* ACTION ITEM
Go to the line holding "Target: standing deer" in the data below. Return it and each line after it through the last, exactly, and skip the pictures.

* DATA TO USE
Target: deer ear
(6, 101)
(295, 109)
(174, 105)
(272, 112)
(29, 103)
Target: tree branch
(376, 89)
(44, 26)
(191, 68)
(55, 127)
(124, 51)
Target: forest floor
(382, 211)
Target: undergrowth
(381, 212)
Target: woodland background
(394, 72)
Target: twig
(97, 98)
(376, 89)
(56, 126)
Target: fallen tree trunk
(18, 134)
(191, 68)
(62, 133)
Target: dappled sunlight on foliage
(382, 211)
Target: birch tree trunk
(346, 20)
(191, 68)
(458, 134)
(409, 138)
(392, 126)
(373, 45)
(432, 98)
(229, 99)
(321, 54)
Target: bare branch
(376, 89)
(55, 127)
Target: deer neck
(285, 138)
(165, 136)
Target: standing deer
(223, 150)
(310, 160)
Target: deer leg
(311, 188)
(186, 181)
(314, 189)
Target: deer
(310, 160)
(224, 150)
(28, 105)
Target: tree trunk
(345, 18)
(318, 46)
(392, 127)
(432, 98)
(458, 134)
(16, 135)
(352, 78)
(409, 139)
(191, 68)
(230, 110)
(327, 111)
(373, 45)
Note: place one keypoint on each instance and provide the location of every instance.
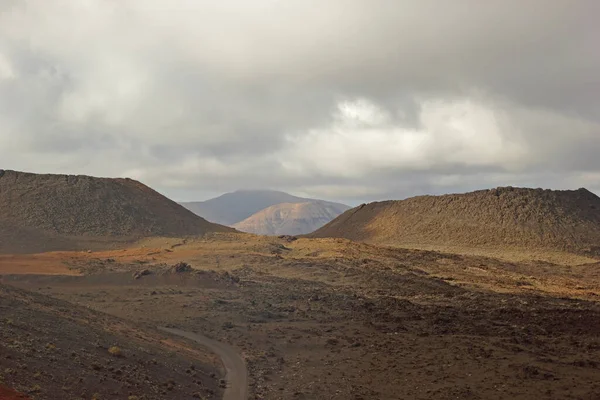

* RESULT OF THE EXERCISE
Target: standing deer
(223, 150)
(310, 160)
Target: deer leg
(311, 188)
(186, 181)
(314, 189)
Target: deer
(310, 160)
(224, 150)
(28, 105)
Target: tree trunk
(345, 18)
(318, 46)
(392, 127)
(432, 98)
(458, 134)
(16, 135)
(352, 78)
(409, 139)
(191, 68)
(230, 110)
(327, 111)
(373, 45)
Note: place one keypoint on each instance and provide the location of every instance.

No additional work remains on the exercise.